At an age when most people haven’t even graduated from college, Muhsin al-Fadhli’s was given advance notice of the Sept. 11, 2001 terrorist attacks when he was a 20-year-old top al Qaeda leader. His meteoric rise reflected his ability to network and raise funds for the terror group after his upbringing in the oil-rich nation of Kuwait. Fadhli’s involvement in terror circles brought him from Kuwait to Afghanistan to Russia to Iran and Syria, where U.S. officials said Wednesday he may have met his demise in an airstrike, although there was no firm confirmation that Fadhli, now 33, was killed. “We believe he is dead,” an unnamed official told Reuters.
At the time of his alleged death, Fadhli was an al Qaeda adviser with a $7 million bounty on his head from the U.S. State Department, which claimed he led fundraising for the terror network in Iran in 2012 and encouraged donors to send funds to Syria via Turkey. He also worked to move fighters through Turkey “to support al Qaeda-affiliated elements in Syria,” according to the agency.
Born in Kuwait on April 24, 1981, Fadhli fought with al Qaeda in Afghanistan and served as the bodyguard and second-in-command for an al Qaeda leader in the northern part of the country, according to a United Nations Security Council document. He “fought against Russian forces in Chechnya, where he trained in the use of firearms, antiaircraft guns and explosives.”

**Dataset excerpts:**
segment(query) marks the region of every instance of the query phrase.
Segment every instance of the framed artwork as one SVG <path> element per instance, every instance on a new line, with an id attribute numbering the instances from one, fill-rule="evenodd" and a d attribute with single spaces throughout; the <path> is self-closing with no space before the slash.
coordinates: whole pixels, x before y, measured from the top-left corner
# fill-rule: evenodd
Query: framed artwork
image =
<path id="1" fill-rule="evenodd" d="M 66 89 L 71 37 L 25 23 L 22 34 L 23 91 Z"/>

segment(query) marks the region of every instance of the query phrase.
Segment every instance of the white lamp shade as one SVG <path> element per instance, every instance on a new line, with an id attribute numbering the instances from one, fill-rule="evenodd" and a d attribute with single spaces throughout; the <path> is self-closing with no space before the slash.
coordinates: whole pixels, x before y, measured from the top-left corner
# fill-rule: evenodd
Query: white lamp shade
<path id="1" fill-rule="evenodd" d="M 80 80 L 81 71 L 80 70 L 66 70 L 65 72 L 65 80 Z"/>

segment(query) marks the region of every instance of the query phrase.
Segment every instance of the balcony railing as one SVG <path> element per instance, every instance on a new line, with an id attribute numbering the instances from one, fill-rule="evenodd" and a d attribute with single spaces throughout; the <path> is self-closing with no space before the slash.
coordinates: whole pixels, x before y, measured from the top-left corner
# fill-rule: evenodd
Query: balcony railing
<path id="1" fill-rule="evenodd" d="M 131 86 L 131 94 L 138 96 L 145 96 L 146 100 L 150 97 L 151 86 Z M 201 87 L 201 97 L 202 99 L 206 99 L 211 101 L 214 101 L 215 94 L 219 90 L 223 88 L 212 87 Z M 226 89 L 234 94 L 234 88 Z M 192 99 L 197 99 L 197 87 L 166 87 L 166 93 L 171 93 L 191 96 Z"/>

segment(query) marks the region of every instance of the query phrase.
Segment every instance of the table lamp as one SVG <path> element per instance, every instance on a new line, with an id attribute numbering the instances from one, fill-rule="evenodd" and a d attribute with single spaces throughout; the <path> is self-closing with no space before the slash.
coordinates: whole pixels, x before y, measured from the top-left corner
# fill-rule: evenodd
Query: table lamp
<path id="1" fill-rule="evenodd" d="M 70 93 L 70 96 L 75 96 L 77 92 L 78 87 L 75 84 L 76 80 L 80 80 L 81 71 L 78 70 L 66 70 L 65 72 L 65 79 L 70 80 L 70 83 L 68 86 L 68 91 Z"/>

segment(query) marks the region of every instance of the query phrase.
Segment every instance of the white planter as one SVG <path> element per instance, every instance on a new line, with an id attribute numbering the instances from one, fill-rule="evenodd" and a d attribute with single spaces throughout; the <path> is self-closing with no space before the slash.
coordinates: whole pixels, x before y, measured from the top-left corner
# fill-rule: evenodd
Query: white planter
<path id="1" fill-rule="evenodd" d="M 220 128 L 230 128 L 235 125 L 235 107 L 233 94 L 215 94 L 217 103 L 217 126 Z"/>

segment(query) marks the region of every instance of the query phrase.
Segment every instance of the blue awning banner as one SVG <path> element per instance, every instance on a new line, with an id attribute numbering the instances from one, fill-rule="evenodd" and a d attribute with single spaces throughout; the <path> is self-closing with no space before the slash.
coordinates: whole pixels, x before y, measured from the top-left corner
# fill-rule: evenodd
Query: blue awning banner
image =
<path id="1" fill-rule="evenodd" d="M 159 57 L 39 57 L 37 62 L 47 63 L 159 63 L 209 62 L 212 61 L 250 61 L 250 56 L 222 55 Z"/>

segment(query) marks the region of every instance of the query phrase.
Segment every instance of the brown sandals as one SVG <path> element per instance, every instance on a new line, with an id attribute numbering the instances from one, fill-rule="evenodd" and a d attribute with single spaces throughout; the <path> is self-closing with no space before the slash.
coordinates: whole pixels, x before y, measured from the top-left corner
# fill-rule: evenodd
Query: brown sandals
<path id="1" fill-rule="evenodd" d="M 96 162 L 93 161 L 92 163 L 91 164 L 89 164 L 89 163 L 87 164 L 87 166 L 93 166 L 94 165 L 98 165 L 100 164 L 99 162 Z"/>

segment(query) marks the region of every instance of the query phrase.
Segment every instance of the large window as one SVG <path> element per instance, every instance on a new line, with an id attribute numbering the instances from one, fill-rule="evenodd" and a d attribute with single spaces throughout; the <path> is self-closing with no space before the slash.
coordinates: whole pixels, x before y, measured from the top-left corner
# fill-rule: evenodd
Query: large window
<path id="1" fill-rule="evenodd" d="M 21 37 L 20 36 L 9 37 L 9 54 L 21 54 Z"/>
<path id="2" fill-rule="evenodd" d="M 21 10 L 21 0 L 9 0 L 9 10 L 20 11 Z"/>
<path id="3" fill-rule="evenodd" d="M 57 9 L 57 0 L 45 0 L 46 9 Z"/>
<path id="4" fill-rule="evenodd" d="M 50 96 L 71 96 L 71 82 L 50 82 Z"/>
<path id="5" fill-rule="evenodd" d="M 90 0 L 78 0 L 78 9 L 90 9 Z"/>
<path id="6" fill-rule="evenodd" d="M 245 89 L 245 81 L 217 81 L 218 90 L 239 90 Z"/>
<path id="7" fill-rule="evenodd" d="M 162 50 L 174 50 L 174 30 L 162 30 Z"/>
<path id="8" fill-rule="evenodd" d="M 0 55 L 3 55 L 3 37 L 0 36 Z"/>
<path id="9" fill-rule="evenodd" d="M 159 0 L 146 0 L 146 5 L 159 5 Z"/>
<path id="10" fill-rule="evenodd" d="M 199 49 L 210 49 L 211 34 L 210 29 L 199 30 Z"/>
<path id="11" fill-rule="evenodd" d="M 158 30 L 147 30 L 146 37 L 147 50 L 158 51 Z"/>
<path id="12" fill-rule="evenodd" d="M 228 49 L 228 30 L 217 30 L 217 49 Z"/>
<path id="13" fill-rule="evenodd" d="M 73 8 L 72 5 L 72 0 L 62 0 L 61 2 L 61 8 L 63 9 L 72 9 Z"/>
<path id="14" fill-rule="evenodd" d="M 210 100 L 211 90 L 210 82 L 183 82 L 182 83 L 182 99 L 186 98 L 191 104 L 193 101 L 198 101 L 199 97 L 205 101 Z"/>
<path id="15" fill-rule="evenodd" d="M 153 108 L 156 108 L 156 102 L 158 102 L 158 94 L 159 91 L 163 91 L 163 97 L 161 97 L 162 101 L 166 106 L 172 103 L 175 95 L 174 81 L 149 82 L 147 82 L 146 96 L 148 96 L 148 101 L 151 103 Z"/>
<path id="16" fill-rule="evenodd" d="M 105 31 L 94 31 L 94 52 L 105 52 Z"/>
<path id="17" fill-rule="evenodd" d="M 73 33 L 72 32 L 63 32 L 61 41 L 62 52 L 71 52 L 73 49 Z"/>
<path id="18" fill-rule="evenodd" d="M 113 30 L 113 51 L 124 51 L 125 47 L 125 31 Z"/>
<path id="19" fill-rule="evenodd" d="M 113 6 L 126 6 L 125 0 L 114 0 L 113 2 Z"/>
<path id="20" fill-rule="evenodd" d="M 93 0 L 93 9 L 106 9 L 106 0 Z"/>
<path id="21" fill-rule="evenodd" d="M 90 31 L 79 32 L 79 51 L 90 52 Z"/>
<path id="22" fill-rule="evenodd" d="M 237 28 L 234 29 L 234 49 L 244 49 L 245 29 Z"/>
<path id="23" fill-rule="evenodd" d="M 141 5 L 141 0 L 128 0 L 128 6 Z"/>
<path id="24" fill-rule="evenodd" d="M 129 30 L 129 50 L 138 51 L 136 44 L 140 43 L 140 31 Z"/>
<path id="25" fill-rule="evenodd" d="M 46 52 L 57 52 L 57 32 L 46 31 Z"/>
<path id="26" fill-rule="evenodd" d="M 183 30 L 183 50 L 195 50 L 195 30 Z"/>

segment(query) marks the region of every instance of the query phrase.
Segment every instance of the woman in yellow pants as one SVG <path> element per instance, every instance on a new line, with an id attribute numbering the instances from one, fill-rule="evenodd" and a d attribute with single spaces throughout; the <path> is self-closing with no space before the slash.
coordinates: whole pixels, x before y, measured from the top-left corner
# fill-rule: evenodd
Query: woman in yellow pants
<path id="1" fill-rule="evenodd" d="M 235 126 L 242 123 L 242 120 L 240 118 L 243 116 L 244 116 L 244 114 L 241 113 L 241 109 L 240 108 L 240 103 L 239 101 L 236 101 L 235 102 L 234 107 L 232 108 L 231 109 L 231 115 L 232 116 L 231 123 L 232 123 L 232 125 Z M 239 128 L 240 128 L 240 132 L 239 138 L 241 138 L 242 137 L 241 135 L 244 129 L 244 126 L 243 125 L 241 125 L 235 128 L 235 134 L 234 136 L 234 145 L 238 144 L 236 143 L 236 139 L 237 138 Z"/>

**Goal of the exercise:**
Reproduce the article on Muhsin al-Fadhli in full, word for word. Rely solely on the article when completing the following.

**Response to this task:**
At an age when most people haven’t even graduated from college, Muhsin al-Fadhli’s was given advance notice of the Sept. 11, 2001 terrorist attacks when he was a 20-year-old top al Qaeda leader. His meteoric rise reflected his ability to network and raise funds for the terror group after his upbringing in the oil-rich nation of Kuwait. Fadhli’s involvement in terror circles brought him from Kuwait to Afghanistan to Russia to Iran and Syria, where U.S. officials said Wednesday he may have met his demise in an airstrike, although there was no firm confirmation that Fadhli, now 33, was killed. “We believe he is dead,” an unnamed official told Reuters.
At the time of his alleged death, Fadhli was an al Qaeda adviser with a $7 million bounty on his head from the U.S. State Department, which claimed he led fundraising for the terror network in Iran in 2012 and encouraged donors to send funds to Syria via Turkey. He also worked to move fighters through Turkey “to support al Qaeda-affiliated elements in Syria,” according to the agency.
Born in Kuwait on April 24, 1981, Fadhli fought with al Qaeda in Afghanistan and served as the bodyguard and second-in-command for an al Qaeda leader in the northern part of the country, according to a United Nations Security Council document. He “fought against Russian forces in Chechnya, where he trained in the use of firearms, antiaircraft guns and explosives.”